Reading text:

And then Rob and I spent the day working on her frock coat.  And it was a LOT of work.  We got most of the parts put together.  All the interfacing and junk attached.  Lining pockets done.  She just needs to put the parts together.  And figure out the crazy instructions for the back pleat.  (For reals, she has a ton of work still to do, but we did a lot too)

And with that, I'm going to have to tidy up the sewing and start getting ready for Thanksgiving.  Probably won't do to have twill tape, pins and scraps of ribbons and lining all over the dining room table.  And the living room.  And the sewing room.  And the bedroom.  Uh, yeah, I've been making a mess.

Sorry, no pics.  Black on black didn't photograph well, and I was just too busy to fiddle with it.  Seriously.  Black skirt, white petticoat, frock coat, all 60 - 70% done.  In a weekend.  And there was some playing of the new Drake's Fortune game.

We did an amazing amount of sewing in one day.  It helped to have two machines, each with a different color thread in it (lining is red, fashion fabric is grey). It was like a little production line.  Lisa hates ironing, so I did all the pressing and interface bonding.  It helps to have another brain with you so that when you are staring at instructions that somehow have turned into a foreign language there is someone there to translate.  All in all, a fantastically productive day. Now I feel as if I have a chance to finish this as opposed to feeling overwhelmed.  Unfortunately for me, this is pay-forward for all the blackwork I'm going to be doing on Lisa's Ren outfit!

The jacket looks fantastic!  And you'll be doing blackwork for yourself too.  ; )

Thursday, November 10, 2011

Another sewing day and an outing - L

We had another group sewing day.  As always, we seemed to work non-stop all day and get almost nothing done.  Robin made undersleeves out of muslin and trimmed them with lace.  She stretched out the process by making placket closures.  They do look nice.  Lisa made a cravat, stitched together a large decorative bow, sewed the lining in a vest and other necessary pains in the arse.  We also laid out the frock coat and starting cutting.  But then it was dark and we were tired and other snively excuses.  

We also wore out dresses to a Victorian Haunted House  (Rob was pinned together!).  Pics or it didn't happen.....check out the vest!

 Of course we stopped for dinner ahead of time and created a bit of a stir at the Indian Buffet.  We had a big fan though....a five year old girl asked her father to come over and tell us that she liked our dresses.  I actually coaxed her into coming over to our table to say hello. 

We are sewing again this weekend.  We promise to take pictures.  In fact we plan to stage some pictures in Lisa's very overgrown backyard.

Thursday, November 3, 2011

Another vest crawling to completion - L

I'm also working on a vest.  This one without a pattern.  I used advice for measurements from a couple of online 'free' patterns.  I tried my first single welt pocket and a 'cheater' collar (which means the fabric at the front V is self lined and folded over).

Here is the pocket in progress, and here is the vest partly done.  I've got the armholes and side seams done and just need to finish the shoulders, center front and hem.  Then buttonholes.  Haven't done a buttonhole since I was 15.  Sort of scary.  I will be practicing on spare fabric.  Wish me luck!

Friday, October 28, 2011

The vest comes together - R

 This vest was difficult to put together, but only because I followed (or tried to) the instructions. There were many points where I could have chucked the instructions and done it my own way, but I thought I'd learn a new technique somewhere in this confusing morass of verbiage.  In the end, i still ended up chucking the instructions and figured out how to finish it on my own.

Information provided:
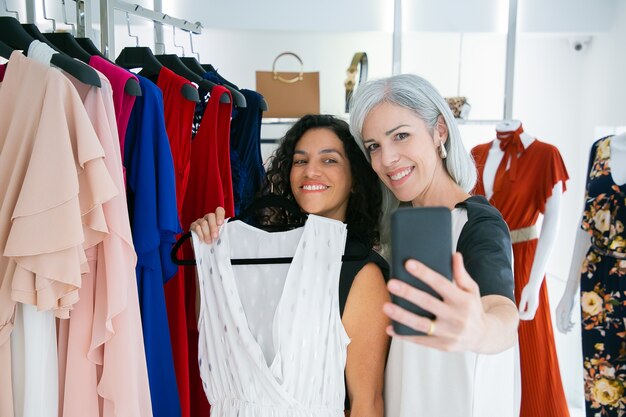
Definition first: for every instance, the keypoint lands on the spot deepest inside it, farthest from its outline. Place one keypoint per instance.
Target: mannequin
(582, 242)
(529, 299)
(524, 177)
(599, 268)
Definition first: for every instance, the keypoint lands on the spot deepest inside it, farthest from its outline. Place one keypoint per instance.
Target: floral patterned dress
(603, 288)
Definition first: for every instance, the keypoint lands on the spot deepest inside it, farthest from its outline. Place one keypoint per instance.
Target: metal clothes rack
(107, 22)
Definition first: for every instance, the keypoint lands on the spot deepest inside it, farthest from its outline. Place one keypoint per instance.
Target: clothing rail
(107, 22)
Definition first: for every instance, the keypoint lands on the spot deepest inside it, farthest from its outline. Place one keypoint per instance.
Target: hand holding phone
(425, 234)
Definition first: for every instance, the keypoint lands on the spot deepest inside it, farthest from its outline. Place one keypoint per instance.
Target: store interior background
(562, 96)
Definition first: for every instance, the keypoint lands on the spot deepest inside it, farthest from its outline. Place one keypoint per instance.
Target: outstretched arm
(365, 324)
(465, 320)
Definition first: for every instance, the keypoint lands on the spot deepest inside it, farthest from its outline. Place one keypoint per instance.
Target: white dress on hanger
(271, 338)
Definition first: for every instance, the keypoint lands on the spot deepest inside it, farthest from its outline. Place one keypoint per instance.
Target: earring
(442, 151)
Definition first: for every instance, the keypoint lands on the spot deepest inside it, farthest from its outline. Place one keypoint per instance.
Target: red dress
(210, 186)
(539, 169)
(178, 119)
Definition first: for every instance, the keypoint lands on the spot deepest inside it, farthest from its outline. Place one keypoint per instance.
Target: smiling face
(404, 153)
(320, 174)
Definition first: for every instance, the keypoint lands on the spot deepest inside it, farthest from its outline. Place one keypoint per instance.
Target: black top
(350, 269)
(485, 244)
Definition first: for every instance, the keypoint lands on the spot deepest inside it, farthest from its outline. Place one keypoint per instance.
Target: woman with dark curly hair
(319, 166)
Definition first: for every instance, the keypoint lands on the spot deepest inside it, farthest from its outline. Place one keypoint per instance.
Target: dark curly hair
(364, 204)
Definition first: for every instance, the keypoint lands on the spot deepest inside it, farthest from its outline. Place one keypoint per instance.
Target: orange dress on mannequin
(520, 200)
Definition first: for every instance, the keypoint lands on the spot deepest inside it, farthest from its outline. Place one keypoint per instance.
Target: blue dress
(246, 161)
(151, 192)
(245, 150)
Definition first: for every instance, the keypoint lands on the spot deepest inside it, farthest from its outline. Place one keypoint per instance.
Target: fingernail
(388, 308)
(411, 265)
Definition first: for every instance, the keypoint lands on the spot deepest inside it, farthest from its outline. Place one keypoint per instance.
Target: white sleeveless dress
(425, 382)
(271, 338)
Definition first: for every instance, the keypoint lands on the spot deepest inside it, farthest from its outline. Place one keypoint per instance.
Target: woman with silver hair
(464, 364)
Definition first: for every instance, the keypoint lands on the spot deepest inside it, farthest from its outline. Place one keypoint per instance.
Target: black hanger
(34, 31)
(65, 42)
(5, 50)
(193, 64)
(266, 201)
(88, 45)
(232, 87)
(15, 36)
(173, 62)
(131, 87)
(142, 57)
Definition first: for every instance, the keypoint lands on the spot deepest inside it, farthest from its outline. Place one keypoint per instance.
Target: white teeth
(314, 187)
(401, 174)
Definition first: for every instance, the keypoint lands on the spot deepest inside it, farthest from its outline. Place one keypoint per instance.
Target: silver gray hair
(418, 95)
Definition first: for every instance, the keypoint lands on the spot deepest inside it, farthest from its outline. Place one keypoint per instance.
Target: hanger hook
(45, 16)
(65, 18)
(174, 36)
(156, 38)
(6, 9)
(129, 33)
(191, 44)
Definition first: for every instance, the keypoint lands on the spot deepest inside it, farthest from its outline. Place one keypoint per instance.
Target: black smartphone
(425, 234)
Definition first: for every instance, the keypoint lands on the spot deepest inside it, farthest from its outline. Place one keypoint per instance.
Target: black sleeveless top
(350, 269)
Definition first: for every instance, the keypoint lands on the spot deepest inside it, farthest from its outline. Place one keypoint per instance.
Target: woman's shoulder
(479, 209)
(359, 255)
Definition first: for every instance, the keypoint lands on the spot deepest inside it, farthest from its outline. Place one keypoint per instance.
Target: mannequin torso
(529, 299)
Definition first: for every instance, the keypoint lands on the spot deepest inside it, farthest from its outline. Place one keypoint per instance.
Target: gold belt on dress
(606, 252)
(524, 234)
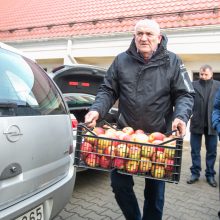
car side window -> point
(25, 89)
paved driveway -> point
(93, 199)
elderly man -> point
(155, 94)
(201, 124)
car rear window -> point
(79, 100)
(25, 89)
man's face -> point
(205, 74)
(146, 40)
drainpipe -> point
(69, 59)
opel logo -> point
(13, 133)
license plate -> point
(35, 214)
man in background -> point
(201, 124)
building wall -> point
(196, 46)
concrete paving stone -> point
(81, 211)
(96, 208)
(70, 206)
(111, 214)
(113, 206)
(95, 216)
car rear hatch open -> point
(80, 84)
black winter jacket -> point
(216, 113)
(147, 91)
(197, 122)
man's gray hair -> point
(148, 23)
(206, 66)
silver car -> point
(37, 175)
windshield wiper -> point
(8, 105)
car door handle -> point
(10, 171)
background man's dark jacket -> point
(147, 91)
(197, 120)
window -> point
(25, 89)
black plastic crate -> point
(155, 161)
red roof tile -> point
(32, 19)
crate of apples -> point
(132, 152)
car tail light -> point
(85, 84)
(71, 83)
(71, 149)
(74, 123)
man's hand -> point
(90, 118)
(180, 126)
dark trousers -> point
(122, 186)
(211, 152)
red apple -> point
(85, 148)
(158, 142)
(98, 150)
(121, 150)
(132, 166)
(99, 130)
(145, 165)
(105, 162)
(156, 136)
(119, 134)
(91, 140)
(92, 160)
(128, 130)
(134, 152)
(169, 153)
(111, 133)
(141, 138)
(169, 164)
(110, 150)
(147, 151)
(102, 143)
(119, 163)
(170, 141)
(139, 131)
(160, 157)
(158, 171)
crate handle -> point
(84, 125)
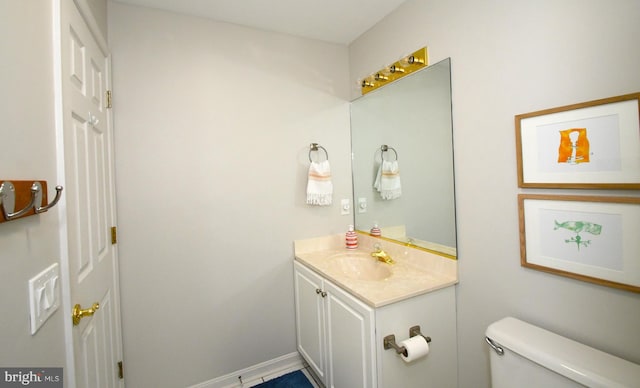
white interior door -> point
(90, 202)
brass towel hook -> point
(8, 198)
(40, 209)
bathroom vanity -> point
(347, 302)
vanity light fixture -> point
(399, 69)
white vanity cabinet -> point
(335, 332)
(342, 337)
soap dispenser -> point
(351, 238)
(375, 231)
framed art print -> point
(591, 145)
(589, 238)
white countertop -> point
(415, 272)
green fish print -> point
(578, 227)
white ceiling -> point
(337, 21)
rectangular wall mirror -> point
(412, 117)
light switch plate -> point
(345, 207)
(44, 296)
(362, 205)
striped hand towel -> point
(319, 186)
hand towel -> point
(319, 186)
(388, 180)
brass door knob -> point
(78, 313)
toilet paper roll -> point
(417, 347)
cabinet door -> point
(310, 320)
(350, 338)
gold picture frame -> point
(589, 238)
(590, 145)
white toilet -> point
(534, 357)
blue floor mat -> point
(295, 379)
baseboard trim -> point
(256, 374)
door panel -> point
(90, 198)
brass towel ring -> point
(314, 147)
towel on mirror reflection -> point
(388, 180)
(319, 186)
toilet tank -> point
(535, 357)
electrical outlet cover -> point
(44, 296)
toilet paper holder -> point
(389, 341)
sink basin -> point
(359, 266)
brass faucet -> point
(383, 256)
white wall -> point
(213, 124)
(511, 57)
(27, 135)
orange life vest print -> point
(574, 146)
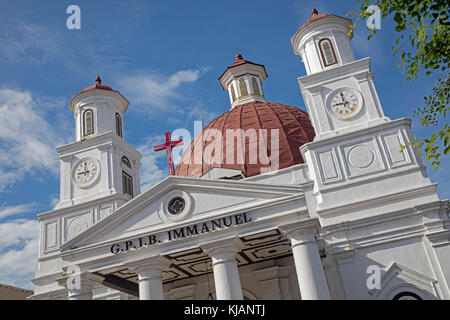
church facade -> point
(267, 202)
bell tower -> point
(339, 91)
(99, 172)
(358, 153)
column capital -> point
(227, 245)
(84, 279)
(304, 227)
(157, 262)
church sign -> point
(183, 232)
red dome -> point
(294, 130)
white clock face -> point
(345, 103)
(86, 172)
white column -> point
(79, 285)
(310, 274)
(226, 273)
(150, 277)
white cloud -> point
(18, 265)
(16, 231)
(16, 210)
(27, 140)
(28, 43)
(156, 93)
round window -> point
(176, 205)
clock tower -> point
(358, 153)
(99, 172)
(339, 91)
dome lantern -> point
(243, 81)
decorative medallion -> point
(176, 205)
(360, 157)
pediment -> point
(400, 279)
(204, 199)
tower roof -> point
(98, 85)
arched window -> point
(255, 86)
(407, 296)
(233, 94)
(243, 87)
(127, 183)
(118, 125)
(88, 122)
(126, 162)
(327, 51)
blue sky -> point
(165, 57)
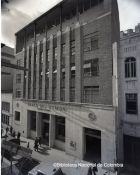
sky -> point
(18, 13)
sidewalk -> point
(51, 156)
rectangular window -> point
(6, 106)
(90, 93)
(19, 62)
(131, 104)
(91, 67)
(90, 42)
(18, 78)
(17, 116)
(60, 128)
(18, 93)
(72, 52)
(62, 94)
(72, 94)
(33, 120)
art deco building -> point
(68, 95)
(129, 94)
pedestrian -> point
(18, 135)
(11, 130)
(28, 144)
(95, 170)
(40, 141)
(36, 144)
(89, 171)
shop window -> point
(130, 67)
(33, 120)
(91, 67)
(131, 104)
(60, 128)
(17, 116)
(90, 92)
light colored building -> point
(7, 109)
(129, 89)
(69, 93)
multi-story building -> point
(68, 95)
(7, 56)
(129, 90)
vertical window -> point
(130, 67)
(6, 106)
(17, 116)
(91, 67)
(131, 104)
(90, 42)
(18, 78)
(90, 93)
(33, 120)
(72, 94)
(72, 52)
(60, 128)
(18, 93)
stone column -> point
(32, 71)
(58, 64)
(50, 67)
(51, 130)
(44, 69)
(37, 70)
(27, 74)
(38, 124)
(78, 63)
(67, 66)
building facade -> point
(68, 95)
(7, 55)
(129, 89)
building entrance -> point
(45, 128)
(132, 151)
(92, 145)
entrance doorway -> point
(132, 151)
(45, 128)
(92, 145)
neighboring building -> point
(7, 109)
(7, 55)
(69, 95)
(129, 89)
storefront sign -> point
(92, 116)
(14, 148)
(48, 107)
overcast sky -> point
(17, 13)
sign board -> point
(14, 148)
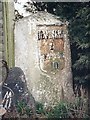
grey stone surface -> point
(45, 88)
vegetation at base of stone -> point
(77, 14)
(23, 108)
(40, 108)
(76, 109)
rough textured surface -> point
(45, 88)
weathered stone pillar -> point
(42, 50)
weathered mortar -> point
(46, 87)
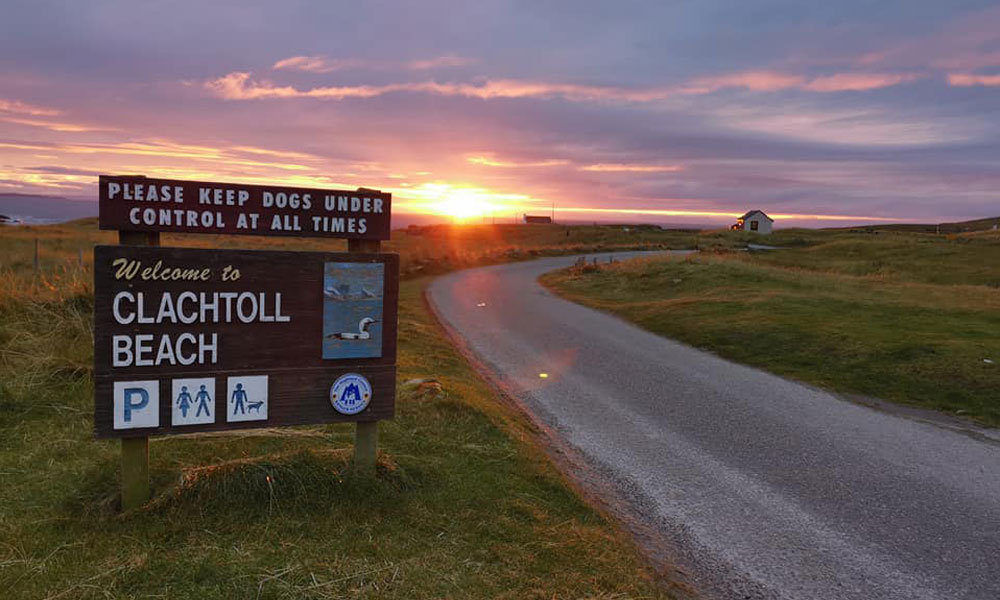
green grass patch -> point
(904, 317)
(465, 505)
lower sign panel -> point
(177, 403)
(190, 340)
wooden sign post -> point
(135, 451)
(190, 340)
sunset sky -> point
(818, 112)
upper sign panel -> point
(145, 204)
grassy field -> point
(465, 505)
(907, 317)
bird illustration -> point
(362, 334)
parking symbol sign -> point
(137, 404)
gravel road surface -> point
(762, 487)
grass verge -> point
(903, 317)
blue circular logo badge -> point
(350, 394)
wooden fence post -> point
(135, 450)
(366, 433)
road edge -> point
(595, 488)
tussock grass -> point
(464, 505)
(904, 317)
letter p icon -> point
(137, 404)
(131, 404)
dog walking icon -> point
(239, 397)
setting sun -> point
(460, 202)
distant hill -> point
(38, 209)
(959, 227)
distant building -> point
(755, 221)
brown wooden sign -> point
(189, 340)
(145, 204)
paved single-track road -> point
(762, 487)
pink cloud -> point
(323, 64)
(756, 81)
(856, 82)
(631, 168)
(969, 80)
(240, 86)
(21, 108)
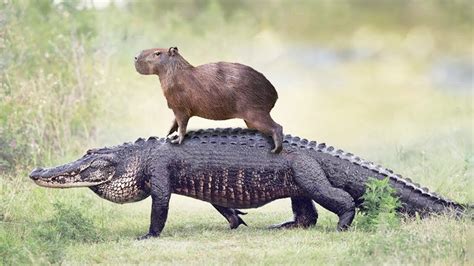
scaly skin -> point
(232, 168)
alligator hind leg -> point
(304, 211)
(310, 177)
(232, 215)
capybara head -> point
(155, 60)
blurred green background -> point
(391, 81)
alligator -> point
(232, 169)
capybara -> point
(217, 91)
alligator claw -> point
(235, 220)
(238, 212)
(147, 236)
(285, 225)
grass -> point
(74, 226)
(67, 83)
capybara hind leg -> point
(174, 127)
(182, 121)
(265, 124)
(249, 125)
(277, 135)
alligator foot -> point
(231, 215)
(345, 220)
(147, 236)
(235, 220)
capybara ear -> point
(172, 51)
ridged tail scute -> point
(252, 138)
(415, 189)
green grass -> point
(74, 226)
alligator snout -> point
(36, 173)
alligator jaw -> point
(71, 175)
(71, 185)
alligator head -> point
(115, 174)
(90, 170)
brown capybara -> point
(215, 91)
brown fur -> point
(216, 91)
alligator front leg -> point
(304, 211)
(232, 215)
(160, 198)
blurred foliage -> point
(48, 95)
(379, 210)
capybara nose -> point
(36, 173)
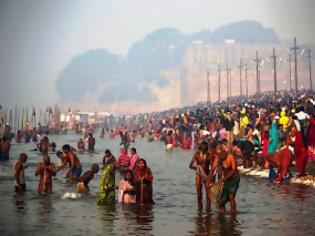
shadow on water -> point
(263, 208)
(214, 224)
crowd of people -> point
(136, 178)
(271, 131)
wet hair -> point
(95, 168)
(23, 155)
(58, 153)
(144, 162)
(46, 158)
(126, 172)
(66, 147)
(107, 151)
(203, 147)
(236, 143)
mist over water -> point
(263, 208)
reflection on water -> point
(263, 208)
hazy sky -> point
(38, 38)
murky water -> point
(263, 208)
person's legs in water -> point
(199, 191)
(232, 203)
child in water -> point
(19, 176)
(45, 170)
(126, 189)
(82, 185)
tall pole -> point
(257, 60)
(290, 71)
(241, 82)
(208, 88)
(295, 48)
(227, 81)
(245, 68)
(219, 86)
(230, 75)
(309, 56)
(274, 70)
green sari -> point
(106, 189)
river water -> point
(263, 208)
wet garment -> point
(126, 192)
(273, 138)
(21, 185)
(230, 187)
(311, 133)
(106, 190)
(144, 187)
(300, 153)
(82, 188)
(76, 171)
(45, 181)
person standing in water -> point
(5, 149)
(226, 162)
(46, 170)
(19, 176)
(91, 143)
(126, 189)
(200, 162)
(82, 185)
(106, 190)
(143, 182)
(75, 164)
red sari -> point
(143, 179)
(311, 139)
(300, 153)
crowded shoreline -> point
(267, 135)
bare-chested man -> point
(5, 149)
(201, 162)
(76, 167)
(19, 176)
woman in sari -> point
(126, 189)
(106, 190)
(273, 136)
(143, 180)
(226, 162)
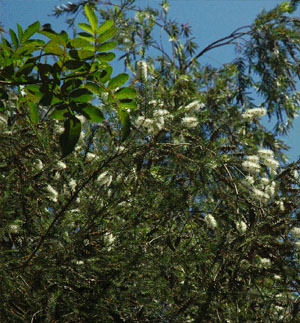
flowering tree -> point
(191, 216)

Direction: Pick up the sewing blog about the frock coat and vests after its final sentence and write what comes next.

Result:
It's only missing the buttons, which I tried to make as covered buttons, but the fashion fabric is too thick to create a 1/2" covered button, so I'll have to go to the store and find some that will work.  Otherwise, this puppy is finished with out my having bit the head off anything. Bring on the Frock Coat!

Bonnet work - R

 Got the Rit dye in the mail.  I ordered online from Rit.com because the local store carries a limited color selection.  I dyed the Petersham ribbon with blue denim & wine and stitched it on, also attaching the tie. Then I tried it on the buttons, but they kept coming out lavender, no matter how strong I made the dye bath.  The solution?
















SHARPIES to the rescue. (Thanks, Faye, for having a purple Sharpie at hand at work and suggesting this to me!) I colored them with purple Sharpie and I know from experience that Sharpie doesn't come out of fabric no matter what you do.  I also played with the flowers and have decided to paint them with the dye bath to get rid of some of the blue.  I'll do that this weekend, as it is not a priority right now.

All I need now are some fabric flowers, which Lisa will show me how to make on November 6 and I'll have everything I need to finish the bonnet.

I will show you the flowers and make them for you at the same time.  Each flower will take 5 to 10 minutes even if you 'take your time'.  Bring your dark ruching strips.  We can put Valerie to work making tubes.  You could pull this off, 100% yet!  

Yes, I really did this - L

Needed to put together a costume for a man, very cheap, and not too much work, for Dickens Faire.  I don't have the time to make something fancy, and neither my daughter or her boyfriend wanted to spend a lot of money.  Here's what we decided to do.  I have an old long black blazer.  I would slit open the back seam and cut through the collar.  Then I would add about 4 - 6 inches of black fabric that looks close the the twill of the jacket.  I would also add 4 inches the the end of each sleeve.  By any logic, this shouldn't work, and should look really bad.  Here's where I am so far:

I realize these are bad pictures.  It is difficult to take good pictures of black on black.  On the left is the outside of the back with the piece sewn in.  The match is better than it looks in the picture.  I was trying to create contrast.  The inside is to the right.  I tucked under the edge of the lining and tacked it to the seam.    It looks like there is just another set of seams in the back.  The problem areas are the center back vent and the collar.  In place of a single vent, I made the added panel into a flap that looks like two vents fairly close together.

 On the left is the vent from the outside.  And on the right is the vent from the inside.  And yes, it's ghastly on the inside.  If it is visible at all when he wears it, I will add some lining.  But I don't think so.  Next I will have to deal with the collar.  It won't be lovely no matter what I do.  If it is truly awful, I will buy a small bit of velvet and cover the collar altogether.  Pictures soon!
I also added length to the sleeves and made them cuff to cover the seam above the wrist.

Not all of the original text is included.